• FRAGMENTO DEL TEXTO:
Una de esas tareas, consistía en acudir cada día a comprar al mercado o a las tiendas del barrio,  los productos que se iban a consumir. Más frescos, imposible. Por entonces y en aquel barrio, no era nada común disponer de frigoríficos como los conocemos hoy en día. A lo sumo, un habitáculo más o menos espacioso, que daba generalmente al patio interior de las viviendas y que con mucha generosidad, recibía el nombre de fresquera. Lo más sofisticado eran unas neveras de tamaño king size, que había que alimentar con barras de hielo.

Así es que, otra de las responsabilidades del ama de casa de entonces, era pasarse por la fábrica de hielo cada dos días y pedirle al obrero de turno, que con su picahielos, le sirviera el cuarto de barra necesario, en una acción mucho menos libidinosa que la de Sharon Stone. Tras comprar el hielo, adquirido a última hora para que no se deshiciera más de lo previsto antes de llegar a casa, e introducido convenientemente en el carrito de la compra, se regresaba al hogar a preparar la comida.

Antes, podías haber pasado por la droguería de Antonio, un hombre que a pesar de su juventud - 26 años- era prácticamente calvo, lo que añadía docenas de años postizos. Allí, además de jabones, esponjas, productos para el hogar, peines y colonias, las señoras podían dejar sus medias con carrerilla, para que les cogieran los puntos. La chica, una mujer joven, con unos inmensos ojos azules, una sonrisa eterna, con una cierta atrofia en una mano y siempre en su silla de ruedas, atendía a sus clientas con eficacia, y con una máquina especial que parecía un punzón, reconstruía en un pis-pas el desperfecto y dejaba las medias como nuevas.

Alrededor de mediodía, aunque siempre de manera indeterminada, hacía su aparición el cartero. Cargado como una mula, con una enorme cartera de cuero colgada de su hombro y repleta de todo tipo de cartas y paquetes, recorría a pie todas las calles, hiciera frío, lluvia, viento o un calor de justicia. Al entrar en el largo portal del bloque de viviendas, se dirigía al final, y por el hueco de la escalera, voceaba su presencia para que los vecinos que lo desearan, bajasen a ver si tenían correspondencia o no. Todavía no se habían inventado los buzones.

• DATOS DE ENTRADA:
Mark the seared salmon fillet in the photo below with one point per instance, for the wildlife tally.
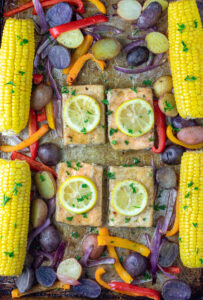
(95, 137)
(123, 142)
(93, 172)
(143, 175)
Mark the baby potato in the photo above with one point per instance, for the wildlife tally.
(167, 105)
(157, 42)
(38, 212)
(106, 48)
(163, 85)
(46, 184)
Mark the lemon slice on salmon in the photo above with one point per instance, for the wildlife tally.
(78, 194)
(135, 117)
(82, 113)
(129, 197)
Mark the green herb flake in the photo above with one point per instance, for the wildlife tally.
(110, 175)
(9, 254)
(147, 82)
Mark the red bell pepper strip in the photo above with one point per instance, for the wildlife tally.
(38, 78)
(32, 128)
(172, 270)
(41, 116)
(56, 31)
(134, 291)
(161, 129)
(45, 3)
(34, 165)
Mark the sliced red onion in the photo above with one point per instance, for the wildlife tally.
(166, 273)
(169, 211)
(41, 15)
(52, 81)
(132, 45)
(137, 71)
(58, 256)
(37, 231)
(67, 280)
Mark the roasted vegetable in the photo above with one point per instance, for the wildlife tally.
(39, 211)
(46, 184)
(41, 95)
(91, 241)
(172, 155)
(157, 42)
(191, 135)
(166, 177)
(129, 10)
(49, 154)
(59, 57)
(137, 56)
(135, 264)
(71, 39)
(49, 239)
(150, 16)
(58, 14)
(106, 48)
(45, 276)
(176, 290)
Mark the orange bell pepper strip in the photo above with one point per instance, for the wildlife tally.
(99, 5)
(39, 288)
(80, 51)
(29, 141)
(112, 253)
(80, 63)
(122, 243)
(175, 227)
(50, 114)
(173, 139)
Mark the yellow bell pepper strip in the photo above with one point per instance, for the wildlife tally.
(173, 139)
(175, 227)
(50, 114)
(80, 63)
(122, 243)
(112, 253)
(29, 141)
(39, 288)
(99, 5)
(81, 50)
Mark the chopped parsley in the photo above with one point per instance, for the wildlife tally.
(190, 78)
(147, 82)
(112, 131)
(110, 175)
(181, 27)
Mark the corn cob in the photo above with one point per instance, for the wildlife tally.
(186, 57)
(15, 185)
(191, 210)
(16, 66)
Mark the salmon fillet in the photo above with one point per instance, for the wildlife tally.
(95, 137)
(93, 172)
(123, 142)
(145, 176)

• LO QUE HARÁS:
A. Responde estas preguntas sobre el fragmento:
(i) ¿Cada cuántos días había que pasar por la fábrica de hielo?
(ii) ¿Qué edad tenía Antonio, el de la droguería?
(iii) ¿Hacia qué hora aparecía el cartero?
B. Indica cuántas líneas de los registros contienen la palabra "instance".

• SOLUCIONARIO:
A.
(i) Cada dos días.
(ii) 26 años.
(iii) Alrededor de mediodía.

B. 12